**Tarea a resolver**. Por favor, reproduce sin ningún cambio las líneas de los ítems que aparecen más abajo, empezando por la que contiene "Could you point at the green" y terminando al final de los ítems, ambos extremos incluidos.

Filas de un conjunto de datos para señalar objetos:
::::

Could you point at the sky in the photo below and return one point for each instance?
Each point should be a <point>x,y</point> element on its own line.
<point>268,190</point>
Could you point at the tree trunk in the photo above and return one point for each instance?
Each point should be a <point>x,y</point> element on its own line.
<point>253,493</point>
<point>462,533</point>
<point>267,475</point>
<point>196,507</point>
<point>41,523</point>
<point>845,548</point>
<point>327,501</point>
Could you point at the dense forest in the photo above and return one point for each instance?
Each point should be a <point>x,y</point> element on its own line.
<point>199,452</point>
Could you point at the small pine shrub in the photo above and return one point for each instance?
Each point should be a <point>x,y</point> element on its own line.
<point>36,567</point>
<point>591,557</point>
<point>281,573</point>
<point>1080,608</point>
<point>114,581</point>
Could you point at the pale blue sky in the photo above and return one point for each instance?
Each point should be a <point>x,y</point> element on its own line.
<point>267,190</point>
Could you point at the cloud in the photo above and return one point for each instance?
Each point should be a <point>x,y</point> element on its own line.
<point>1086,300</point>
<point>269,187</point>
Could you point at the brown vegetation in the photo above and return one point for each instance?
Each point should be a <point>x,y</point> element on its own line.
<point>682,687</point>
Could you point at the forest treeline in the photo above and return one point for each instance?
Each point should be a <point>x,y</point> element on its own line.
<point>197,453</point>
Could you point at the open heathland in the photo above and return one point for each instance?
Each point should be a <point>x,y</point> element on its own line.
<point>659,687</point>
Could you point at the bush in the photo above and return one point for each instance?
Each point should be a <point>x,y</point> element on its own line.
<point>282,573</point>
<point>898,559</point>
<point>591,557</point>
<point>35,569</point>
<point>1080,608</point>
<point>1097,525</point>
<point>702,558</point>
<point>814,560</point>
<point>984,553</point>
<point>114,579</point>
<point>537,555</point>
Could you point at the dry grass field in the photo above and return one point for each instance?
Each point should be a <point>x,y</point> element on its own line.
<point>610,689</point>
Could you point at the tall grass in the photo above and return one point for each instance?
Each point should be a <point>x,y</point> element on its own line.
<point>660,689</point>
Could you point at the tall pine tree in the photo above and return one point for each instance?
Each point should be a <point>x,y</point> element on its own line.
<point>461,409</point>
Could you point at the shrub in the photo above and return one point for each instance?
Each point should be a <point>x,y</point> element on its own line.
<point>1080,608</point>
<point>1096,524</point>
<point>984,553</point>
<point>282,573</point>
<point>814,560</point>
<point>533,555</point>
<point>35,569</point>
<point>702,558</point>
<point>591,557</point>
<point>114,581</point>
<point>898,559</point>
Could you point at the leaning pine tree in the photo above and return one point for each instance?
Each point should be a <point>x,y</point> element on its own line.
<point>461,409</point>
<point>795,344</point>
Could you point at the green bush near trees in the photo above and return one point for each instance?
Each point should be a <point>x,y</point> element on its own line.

::::

**Respuesta**.
Could you point at the green bush near trees in the photo above and return one point for each instance?
Each point should be a <point>x,y</point> element on its own line.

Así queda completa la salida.